| SELECTED EXTRACT |
Healthcare Affordability Creates a Trust Gap

Super Session -Seeking Healthcare Sustainability and the Economic Role of Drugs

Consumers are becoming more distrustful of the government because of healthcare affordability. Recently politicians have focused on rising drug costs exacerbated by the drug pricing scandals and collapse of Turing and Valeant Pharmaceuticals, created a perception that the system was broken and needed reform. Drug pricing data is variable because of discounts and special deals but prices are still up 10% in 2015. However specialty drugs are up over 20% and herein lies part of the problem because innovative blockbuster drugs in immuno-oncology and infectious diseases are among the most expensive. A battle has been set up between insurance companies and drug manufacturers by the reimbursement model which is now being squeezed. Insurance administrative costs are at the 20% level and contribute to the cost issue. Consumers are being hit hard by co-payments and rising premiums while some sick patients are being refused drug coverage. Moreover consumer income has been stagnant over the long term.

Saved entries
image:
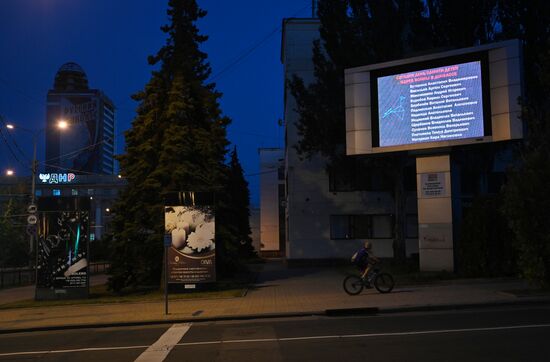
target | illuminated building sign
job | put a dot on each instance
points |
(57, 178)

...

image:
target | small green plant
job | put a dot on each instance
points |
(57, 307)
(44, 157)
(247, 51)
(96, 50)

| DIRECTIONS |
**A.** According to the passage on healthcare affordability, by how much are specialty drug prices up?
**B.** Decide whether each statement agrees with the passage on healthcare affordability, and answer yes or no, quoting the deciding words: (i) Insurance administrative costs are at the 20% level. (ii) Drug prices overall fell in 2015. (iii) Consumer income has risen steadily over the long term.
**C.** Resume the passage on healthcare affordability, starting after its final sentence.

| ANSWERS TO THE TASKS |
**A.** Specialty drug prices are up over 20%.

**B.**
(i) Yes: "Insurance administrative costs are at the 20% level"
(ii) No: "prices are still up 10% in 2015"
(iii) No: "consumer income has been stagnant over the long term"

**C.**
In response to concerns about rising healthcare expenditures and drug prices BIO has published a White Paper on Biotechnology Innovation and the Business model which requires heavy R&D expenses in the front end. It costs an average of $2.558B to bring a prescription drug to market including $1.460B in clinical studies. At the same time there is an unprecedented wave of technology and new products that must be valued.

The consumer trust gap has raised concerns that politicians will seize the issue and worsen the healthcare affordability crisis through legislation. Radical policy and reimbursement changes can kill biotechnology innovation that has the potential to create disease altering medicines. Biopharma companies need to work through the system to develop new models that focus on and recognize value. For example they need to show that drugs can lower hospital stays, improve patient outcomes and ultimately create wellness.

Some of the solutions presented on the quest for  measuring the value of therapies and reducing costs are:

  • Reduce reimbursement for drugs with bad efficacy. Show cost savings for new drugs.
  • More transparency:release clinical data on new drugs earlier and engage regulators on efficacy.
  • Integrate decision making process by sharing outcomes data on how drugs are being used: biopharma, hospitals, PBMs and FDA.
  • Go with a single payor model for breakthrough drugs like gene therapy.

From this and other BIO sessions on healthcare disruption we need to find new business models and companies that are well positioned to weather the storm. Next generation generation therapies such as gene therapy and innovative software solutions will be closely watched but the large pipelines of major biopharma companies are the current sweet spot.